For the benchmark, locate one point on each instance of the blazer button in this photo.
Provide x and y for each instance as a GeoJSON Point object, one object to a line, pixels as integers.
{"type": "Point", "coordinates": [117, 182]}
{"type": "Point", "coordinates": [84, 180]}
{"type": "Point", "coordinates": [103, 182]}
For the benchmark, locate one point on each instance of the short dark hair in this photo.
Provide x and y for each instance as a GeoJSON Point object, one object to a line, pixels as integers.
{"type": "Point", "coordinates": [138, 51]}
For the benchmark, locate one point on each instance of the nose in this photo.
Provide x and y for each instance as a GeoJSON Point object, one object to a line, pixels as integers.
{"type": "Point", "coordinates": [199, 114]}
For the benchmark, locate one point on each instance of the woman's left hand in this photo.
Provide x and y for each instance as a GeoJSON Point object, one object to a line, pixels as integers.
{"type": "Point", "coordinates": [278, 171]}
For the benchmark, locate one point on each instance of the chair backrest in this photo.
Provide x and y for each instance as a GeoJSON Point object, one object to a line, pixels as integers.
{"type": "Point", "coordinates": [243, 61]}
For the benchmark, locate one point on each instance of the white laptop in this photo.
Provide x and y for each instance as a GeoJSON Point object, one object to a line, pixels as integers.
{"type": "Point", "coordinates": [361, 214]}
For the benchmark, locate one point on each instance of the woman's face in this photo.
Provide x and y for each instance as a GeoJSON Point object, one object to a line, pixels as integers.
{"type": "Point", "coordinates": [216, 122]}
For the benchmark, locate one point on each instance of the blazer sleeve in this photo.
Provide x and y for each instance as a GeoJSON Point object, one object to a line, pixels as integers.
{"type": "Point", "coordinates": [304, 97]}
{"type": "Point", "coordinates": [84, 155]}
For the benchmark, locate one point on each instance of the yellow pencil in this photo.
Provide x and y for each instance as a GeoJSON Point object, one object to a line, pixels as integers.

§ DIRECTIONS:
All of the data shown above must be copied exactly.

§ RESULT:
For the benchmark, locate one point on each instance of the blazer button in this photo.
Provide x and y for each instance as a GeoJSON Point object, one object to a line, pixels as integers.
{"type": "Point", "coordinates": [117, 182]}
{"type": "Point", "coordinates": [84, 180]}
{"type": "Point", "coordinates": [103, 182]}
For the benchmark, locate one point on each instance of the short dark hair in this photo.
Provide x and y for each instance as a GeoJSON Point object, one object to a line, pixels as integers.
{"type": "Point", "coordinates": [138, 51]}
For the benchmark, locate one point on each instance of the nose in this photo.
Provide x and y for each instance as a GeoJSON Point object, one object to a line, pixels as integers.
{"type": "Point", "coordinates": [199, 114]}
For the benchmark, locate one point on each instance of the woman's left hand in this photo.
Provide x and y for each instance as a GeoJSON Point object, one object to a line, pixels as integers.
{"type": "Point", "coordinates": [278, 171]}
For the benchmark, locate one point on each instance of the chair backrest in this photo.
Provide x and y for each instance as a GeoJSON Point object, one object to a line, pixels as integers.
{"type": "Point", "coordinates": [243, 61]}
For the benchmark, locate one point on each instance of the white laptop in this photo.
Provide x and y for each instance as a GeoJSON Point object, one object to a line, pixels as integers.
{"type": "Point", "coordinates": [361, 214]}
For the benchmark, locate one point on each instance of the woman's face in this photo.
Provide x and y for each instance as a GeoJSON Point object, one object to a line, pixels as integers.
{"type": "Point", "coordinates": [216, 122]}
For the benchmark, locate one point on each instance of the blazer sleeve in this photo.
Provide x and y for each instance as a GeoJSON Point object, one object to a line, pixels as integers.
{"type": "Point", "coordinates": [304, 97]}
{"type": "Point", "coordinates": [84, 155]}
For the benchmark, locate one point on each instance of the yellow pencil in this photo.
Provide x and y for each instance as a GeoJSON Point object, one object to a line, pixels as integers.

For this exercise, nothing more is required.